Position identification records
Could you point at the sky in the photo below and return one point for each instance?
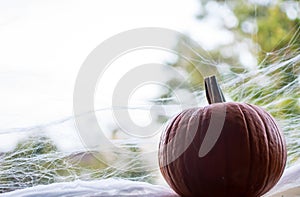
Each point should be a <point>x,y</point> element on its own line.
<point>43,44</point>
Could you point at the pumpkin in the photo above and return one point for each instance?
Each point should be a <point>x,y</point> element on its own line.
<point>223,149</point>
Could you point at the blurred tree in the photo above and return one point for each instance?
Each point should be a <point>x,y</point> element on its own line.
<point>260,34</point>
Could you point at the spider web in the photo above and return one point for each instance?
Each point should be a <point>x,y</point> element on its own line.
<point>37,160</point>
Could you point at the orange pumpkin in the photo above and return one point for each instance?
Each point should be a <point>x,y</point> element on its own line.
<point>241,152</point>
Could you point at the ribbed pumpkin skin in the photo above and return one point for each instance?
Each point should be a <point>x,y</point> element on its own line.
<point>247,160</point>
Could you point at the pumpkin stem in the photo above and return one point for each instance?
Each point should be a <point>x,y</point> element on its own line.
<point>213,92</point>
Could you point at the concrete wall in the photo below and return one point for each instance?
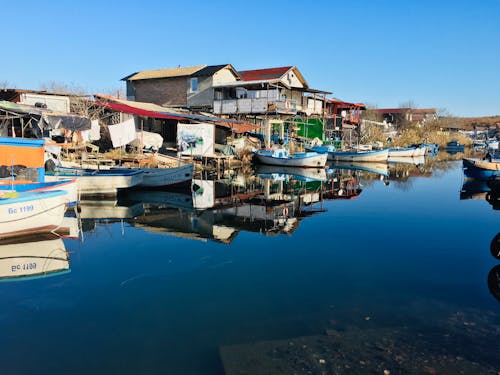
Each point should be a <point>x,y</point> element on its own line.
<point>166,91</point>
<point>57,103</point>
<point>204,96</point>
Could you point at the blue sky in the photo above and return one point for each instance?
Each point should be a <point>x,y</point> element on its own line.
<point>441,54</point>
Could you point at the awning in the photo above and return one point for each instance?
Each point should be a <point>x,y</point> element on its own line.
<point>53,121</point>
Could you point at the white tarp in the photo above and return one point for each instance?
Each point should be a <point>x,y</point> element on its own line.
<point>203,194</point>
<point>94,134</point>
<point>122,133</point>
<point>148,140</point>
<point>196,139</point>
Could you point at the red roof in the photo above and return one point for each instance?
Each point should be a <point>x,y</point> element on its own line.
<point>264,74</point>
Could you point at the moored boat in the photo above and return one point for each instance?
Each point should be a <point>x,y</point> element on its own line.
<point>407,151</point>
<point>372,167</point>
<point>31,212</point>
<point>162,177</point>
<point>68,185</point>
<point>299,174</point>
<point>98,182</point>
<point>370,156</point>
<point>282,157</point>
<point>29,257</point>
<point>481,169</point>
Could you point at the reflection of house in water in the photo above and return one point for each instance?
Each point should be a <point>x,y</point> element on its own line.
<point>33,257</point>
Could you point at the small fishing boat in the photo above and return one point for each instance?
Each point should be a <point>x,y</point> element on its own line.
<point>481,169</point>
<point>417,160</point>
<point>69,186</point>
<point>282,157</point>
<point>359,156</point>
<point>454,147</point>
<point>31,212</point>
<point>338,155</point>
<point>286,173</point>
<point>31,257</point>
<point>371,167</point>
<point>98,182</point>
<point>163,177</point>
<point>407,151</point>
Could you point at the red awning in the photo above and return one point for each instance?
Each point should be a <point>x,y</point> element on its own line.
<point>137,111</point>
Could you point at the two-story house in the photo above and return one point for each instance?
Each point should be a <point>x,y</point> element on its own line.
<point>182,87</point>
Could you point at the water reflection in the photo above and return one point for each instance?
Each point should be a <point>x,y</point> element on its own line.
<point>270,200</point>
<point>33,257</point>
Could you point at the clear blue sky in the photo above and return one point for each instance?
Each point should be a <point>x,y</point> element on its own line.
<point>441,54</point>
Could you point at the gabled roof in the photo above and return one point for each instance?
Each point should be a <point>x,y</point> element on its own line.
<point>164,73</point>
<point>264,74</point>
<point>210,70</point>
<point>270,74</point>
<point>188,71</point>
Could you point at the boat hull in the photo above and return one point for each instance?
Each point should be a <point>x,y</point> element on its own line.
<point>69,186</point>
<point>162,177</point>
<point>32,212</point>
<point>370,156</point>
<point>98,182</point>
<point>480,169</point>
<point>407,152</point>
<point>309,160</point>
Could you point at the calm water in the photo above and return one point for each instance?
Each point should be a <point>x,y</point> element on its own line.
<point>164,292</point>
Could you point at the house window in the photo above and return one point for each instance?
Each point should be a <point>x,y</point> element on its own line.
<point>194,84</point>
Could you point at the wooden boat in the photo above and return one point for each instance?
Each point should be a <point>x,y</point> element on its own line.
<point>481,169</point>
<point>31,212</point>
<point>372,167</point>
<point>407,151</point>
<point>454,147</point>
<point>162,177</point>
<point>32,257</point>
<point>98,182</point>
<point>417,160</point>
<point>285,173</point>
<point>282,157</point>
<point>69,186</point>
<point>359,156</point>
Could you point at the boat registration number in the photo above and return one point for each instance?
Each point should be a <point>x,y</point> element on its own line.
<point>23,267</point>
<point>22,209</point>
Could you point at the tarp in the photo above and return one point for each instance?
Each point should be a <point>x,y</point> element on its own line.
<point>52,121</point>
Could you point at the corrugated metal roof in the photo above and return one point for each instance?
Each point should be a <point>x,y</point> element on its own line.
<point>264,74</point>
<point>165,73</point>
<point>212,69</point>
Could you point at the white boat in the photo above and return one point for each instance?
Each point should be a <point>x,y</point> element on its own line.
<point>283,173</point>
<point>415,160</point>
<point>371,156</point>
<point>161,177</point>
<point>407,151</point>
<point>68,185</point>
<point>31,212</point>
<point>98,182</point>
<point>27,257</point>
<point>109,209</point>
<point>282,157</point>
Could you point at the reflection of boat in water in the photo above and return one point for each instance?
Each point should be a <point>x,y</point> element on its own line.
<point>109,209</point>
<point>474,189</point>
<point>415,160</point>
<point>31,212</point>
<point>292,173</point>
<point>159,198</point>
<point>494,282</point>
<point>282,157</point>
<point>33,257</point>
<point>372,167</point>
<point>495,246</point>
<point>482,169</point>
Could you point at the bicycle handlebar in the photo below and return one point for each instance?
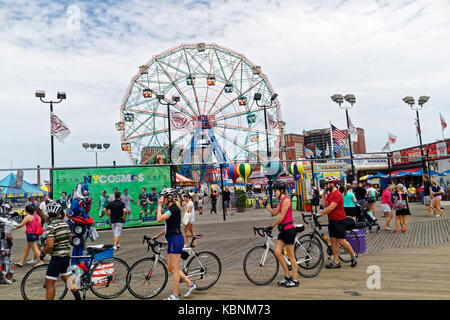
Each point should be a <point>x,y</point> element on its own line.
<point>314,219</point>
<point>262,231</point>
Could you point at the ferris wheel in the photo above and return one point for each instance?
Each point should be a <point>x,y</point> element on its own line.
<point>213,116</point>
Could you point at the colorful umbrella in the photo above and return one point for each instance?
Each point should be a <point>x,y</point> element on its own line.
<point>233,172</point>
<point>272,168</point>
<point>299,167</point>
<point>244,170</point>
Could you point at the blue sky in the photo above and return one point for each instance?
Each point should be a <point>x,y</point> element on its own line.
<point>380,51</point>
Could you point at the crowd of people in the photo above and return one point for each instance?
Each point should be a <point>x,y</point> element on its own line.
<point>394,198</point>
<point>178,210</point>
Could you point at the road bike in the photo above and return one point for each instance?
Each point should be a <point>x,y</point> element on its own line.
<point>321,238</point>
<point>148,276</point>
<point>261,265</point>
<point>106,278</point>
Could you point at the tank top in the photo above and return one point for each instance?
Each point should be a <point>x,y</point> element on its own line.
<point>173,223</point>
<point>31,226</point>
<point>288,216</point>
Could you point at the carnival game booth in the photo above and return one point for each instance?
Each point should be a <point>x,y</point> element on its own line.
<point>19,196</point>
<point>182,181</point>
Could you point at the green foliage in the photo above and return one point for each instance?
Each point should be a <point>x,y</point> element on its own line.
<point>241,199</point>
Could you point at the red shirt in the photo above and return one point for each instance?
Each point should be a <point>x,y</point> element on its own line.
<point>338,213</point>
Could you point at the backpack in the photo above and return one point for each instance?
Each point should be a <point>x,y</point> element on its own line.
<point>400,203</point>
<point>37,226</point>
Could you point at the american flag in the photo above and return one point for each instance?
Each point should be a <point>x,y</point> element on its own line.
<point>337,134</point>
<point>336,147</point>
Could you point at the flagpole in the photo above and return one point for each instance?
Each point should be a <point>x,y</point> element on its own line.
<point>331,141</point>
<point>60,96</point>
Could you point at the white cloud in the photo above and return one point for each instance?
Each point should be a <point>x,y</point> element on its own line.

§ **WHAT THE TASK REQUIRES**:
Could you print all of the records above again word for word, leaving the pictures out?

§ **WORKED ANSWER**:
Could you point at the sky in the photo below and return one point for each instance?
Each point should be a <point>x,y</point> element on its own line.
<point>43,44</point>
Could you point at the pumpkin in the photo above and return one point for each instance?
Each point should be a <point>x,y</point> element on its own line.
<point>223,149</point>
Could you point at the blurred tree in the photo above and return one point for each instance?
Each point should be a <point>x,y</point> element on its own line.
<point>260,34</point>
Could you point at the spider web in the photo above and return one point for each instance?
Each point should be a <point>x,y</point> element on its own line.
<point>37,160</point>
Could you point at the orange pumpkin in the photo above and return one point for each instance?
Each point should be a <point>x,y</point> element on its own line.
<point>241,152</point>
Could you point at the ribbed pumpkin skin in the photo above and return one point for each instance?
Each point should be a <point>x,y</point> element on its own line.
<point>247,160</point>
Could you point at the pumpkin stem in the photo above and return one point for each instance?
Each point should be a <point>x,y</point> element on its own line.
<point>213,92</point>
Could you point at the concrete wall in the photo below and return one point for each instance?
Each point should be a <point>x,y</point> element on its own line.
<point>166,91</point>
<point>57,103</point>
<point>204,96</point>
Could you point at the blue sky in the photo above and return one point for each instance?
Each point should be a <point>x,y</point> element on its own line.
<point>441,54</point>
Could you point at the awning in the photo above and return one point for each instance?
Each point should be a <point>x,y</point> element on its own line.
<point>53,121</point>
Could you point at the white tarp in the photo above and return one point for each instance?
Each point should be a <point>x,y</point> element on its own line.
<point>203,194</point>
<point>94,134</point>
<point>122,133</point>
<point>148,140</point>
<point>196,139</point>
Could you point at the red roof in the photo above and return one point for each instance?
Each point should be a <point>x,y</point> element on its own line.
<point>264,74</point>
Could you point at the moored boat in the photo above and return one point for each instance?
Each point should be a <point>x,y</point> element on its own line.
<point>407,151</point>
<point>372,167</point>
<point>31,212</point>
<point>162,177</point>
<point>68,185</point>
<point>299,174</point>
<point>98,182</point>
<point>370,156</point>
<point>282,157</point>
<point>29,257</point>
<point>481,169</point>
Could you point at the reflection of house in water in the photo above and return one point for each instance?
Each point should be a <point>x,y</point> element on its own line.
<point>33,257</point>
Could you point at the small fishing boat in the photo above and return one point for each instance?
Each point should be a <point>x,y</point> element on its own line.
<point>481,169</point>
<point>417,160</point>
<point>69,186</point>
<point>282,157</point>
<point>359,156</point>
<point>454,147</point>
<point>31,212</point>
<point>338,155</point>
<point>286,173</point>
<point>31,257</point>
<point>371,167</point>
<point>98,182</point>
<point>163,177</point>
<point>407,151</point>
Could you point at the red awning in the photo above and return one point for each instance?
Each point should be a <point>x,y</point> element on its own line.
<point>137,111</point>
Could you point at the two-story house in the photo above and return one point for each instance?
Each point should be a <point>x,y</point> element on its own line.
<point>182,87</point>
Could you point at the water reflection in the photo above and return one point for each instance?
Each point should be a <point>x,y</point> element on its own line.
<point>270,200</point>
<point>33,257</point>
Could you point at the clear blue sky in the photo above and return one point for each instance?
Each point should be a <point>x,y</point> element on its own line.
<point>441,54</point>
Could you point at the gabled roof in the photo above and return one point for each instance?
Each point should be a <point>x,y</point> element on its own line.
<point>164,73</point>
<point>264,74</point>
<point>210,70</point>
<point>270,74</point>
<point>188,71</point>
Could you point at the boat hull in the photo above and return one point for each instance?
Each point should be a <point>x,y</point> element on its own line.
<point>69,186</point>
<point>162,177</point>
<point>32,212</point>
<point>370,156</point>
<point>98,182</point>
<point>480,169</point>
<point>407,152</point>
<point>309,160</point>
Could you point at the calm water in the photo above and return one point for each instance?
Each point should be a <point>x,y</point> element on its own line.
<point>164,292</point>
Could you point at the house window in the photo above and return one point for each instance?
Each point should be a <point>x,y</point> element on its own line.
<point>194,84</point>
Could you point at the wooden boat in the photo above and return one point for each instance?
Each point should be a <point>x,y</point> element on its own line.
<point>481,169</point>
<point>31,212</point>
<point>372,167</point>
<point>407,151</point>
<point>454,147</point>
<point>162,177</point>
<point>32,257</point>
<point>98,182</point>
<point>417,160</point>
<point>285,173</point>
<point>282,157</point>
<point>69,186</point>
<point>359,156</point>
Could you point at the boat registration number in the photo above and return one point for each instance?
Each point should be a <point>x,y</point> element on its own line.
<point>23,267</point>
<point>22,209</point>
Could you point at the tarp in the photo above and return one point for each instance?
Each point should be a <point>x,y</point> element on its own line.
<point>52,121</point>
Could you point at the corrugated metal roof in the photo above and return one point for each instance?
Each point should be a <point>x,y</point> element on its own line.
<point>264,74</point>
<point>165,73</point>
<point>212,69</point>
Could you point at the white boat in the photo above and return one point for each instance?
Each point should be a <point>x,y</point> element on its own line.
<point>283,173</point>
<point>415,160</point>
<point>371,156</point>
<point>161,177</point>
<point>407,151</point>
<point>68,185</point>
<point>31,212</point>
<point>98,182</point>
<point>27,257</point>
<point>109,209</point>
<point>282,157</point>
Could you point at the reflection of boat in water in the photo above and return one point for each instance?
Each point should be a <point>x,y</point> element on its own line.
<point>109,209</point>
<point>474,189</point>
<point>415,160</point>
<point>31,212</point>
<point>292,173</point>
<point>159,198</point>
<point>494,282</point>
<point>282,157</point>
<point>33,257</point>
<point>372,167</point>
<point>495,246</point>
<point>482,169</point>
Could you point at the bicycle handlebar in the photo below and return one point for each instance?
Each point should be a <point>x,y</point> element on its own line.
<point>314,219</point>
<point>262,231</point>
Could you point at the ferris wheel in the photo above and return one point for each instance?
Each point should be a <point>x,y</point> element on its own line.
<point>213,116</point>
Could you point at the colorful umbrella in the photo above and return one point for each instance?
Each point should be a <point>x,y</point> element on its own line.
<point>233,172</point>
<point>272,168</point>
<point>299,167</point>
<point>244,170</point>
Could you point at the blue sky in the photo above and return one point for each instance?
Each point should be a <point>x,y</point> element on its own line.
<point>380,51</point>
Could you point at the crowd of people in the photo above and return one point for each instance?
Each point should be a <point>x,y</point> element on its own line.
<point>394,198</point>
<point>178,210</point>
Could you point at the road bike in the photo above and return one point for each instance?
Each point should be a <point>x,y</point> element on its own line.
<point>321,238</point>
<point>148,276</point>
<point>261,265</point>
<point>106,278</point>
Could you point at the tank top in the photo above and return one point for each instance?
Each point should be a <point>x,y</point> element on its own line.
<point>173,223</point>
<point>31,226</point>
<point>288,216</point>
Could you point at the carnival game booth in the photo above and return one point for each instance?
Each point should be a <point>x,y</point> element on its own line.
<point>19,196</point>
<point>182,181</point>
Could you point at the green foliage in the photo above and return one point for each instance?
Each point should be a <point>x,y</point> element on its own line.
<point>241,199</point>
Could you point at the red shirt in the photo above and return one point for each instance?
Each point should be a <point>x,y</point> element on its own line.
<point>338,213</point>
Could you point at the backpack in the photo above and return one point for each instance?
Each point should be a <point>x,y</point> element on its own line.
<point>400,203</point>
<point>37,226</point>
Could you point at the american flag in the photo above and return one point for each instance?
Each point should be a <point>x,y</point> element on its own line.
<point>337,134</point>
<point>336,147</point>
Could you point at the flagpole in the photo above and return one point for each instance?
Each point should be a <point>x,y</point> element on its own line.
<point>331,141</point>
<point>60,96</point>
Could you point at the white cloud in the photo above and return one point for each instance?
Each point should be a <point>x,y</point> element on its own line.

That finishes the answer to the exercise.